**Extracto del texto**
★ ★ ★
15/9/07

A Tonio, in memoriam

TONY LYONS, Tonio (como le gustaba llamarle a su viejo amigo John Berger) murió en silencio, como a él siempre le habría gustado, en la noche del trece de septiembre, hace dos días. Hoy su familia le despide en El Recuenco, el que durante muchos años fuera su refugio y el mejor reflejo del alma de Tony. He rebuscado en la memoria del ordenador que usaba por entonces un retrato que escribí de Tonio hace diez años, uno de mis primeros trabajos para una revista de viajes que buscaba tipos excepcionales a los que les gustara la vida en el campo. Tony era uno de ellos, la estela final de una estirpe que se extingue, como este final de verano, entre cielos que barruntan tormenta y soledades. El artículo nunca se publicó y ha viajado conmigo durante estos años, esperando su momento. Tal vez sea ésta la mejor manera de mantener vivo su recuerdo...


En la sierra madrileña aún quedan resquicios para el sosiego. Sobre canchales caprichosos, hatos y majadas olvidadas, roquedos umbríos, el sol envía un tímido hálito de brillo invernal entre los árboles y las piedras. Es la luz que la mano de Tony Lyons recoge con la serenidad y el respeto de un monje, la que sus carboncillos dejarán después en el papel. Cada día algo distinto.
Tony Lyons ha centrado su trabajo de dibujante de bodegones y paisajes en la abrupta soledad de estas quebradas durante los últimos años. Nacido en Merseyside, muy cerca de Liverpool, llegó a España en el año 1955. Venía con la intención de seguir rumbo a Milán, donde unos amigos le habían prometido un empleo que le permitiría dedicarse sin agobios a su gran pasión, el arte. Atrás quedaban las privaciones de una niñez rural, el paso sin pena ni gloria del marino adolescente por la guerra mundial y la certeza del hambre que le perseguía como una maldición; las horas nocturnas abandonadas a cualquier trabajo y las vespertinas consagradas al estudio; el nacimiento de algunas amistades que todavía hoy perduran y el convencimiento de la pintura como una razón vital. “Después de tantos años desorientado, por fin había encontrado algo que quería hacer en la vida”. En Madrid, sin embargo, se casaría y establecería finalmente.
★ ★ ★
**Extracto de datos**

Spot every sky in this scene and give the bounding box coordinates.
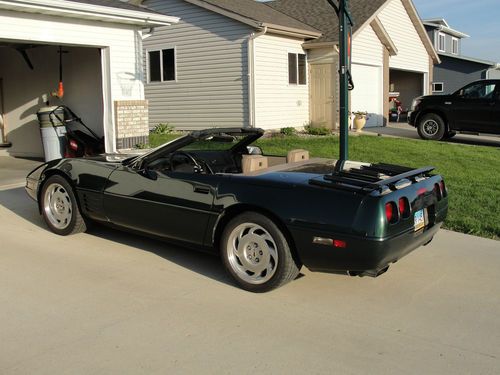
★ ★ ★
**Qué se pide**
1. Según la semblanza de Tony Lyons, ¿en qué año llegó él a España?
2. Retoma la semblanza de Tony Lyons desde el punto en que se interrumpe y continúala.
El material no tiene ningún papel en esto.

**Respuestas**
1. En 1955.

2.
En el 78 compró un viejo colmenar cerca de Manzanares el Real. Un auténtico mohedal, tomado por la jara y otros arbustos. Tony, con la ayuda de otros amigos, dedicó 18 meses a limpiar la vegetación, “trabajando los fines de semana”. Entonces ya llevaba mucho tiempo ganándose la vida como profesor de inglés, en un paréntesis artístico, y de supervivencia, que le tomaría 30 años. Después vendrían otros 18 meses de dura tarea, levantando lo que hoy es su estudio, una modesta y austera vivienda de piedra. No se queja. “Necesitaba trabajar físicamente, era a lo que estaba acostumbrado desde niño. Las clases me aburrían”. Sólo hay que llegar hasta Solentiname, así se llama su refugio, para comprender el extremo rigor de aquella labor.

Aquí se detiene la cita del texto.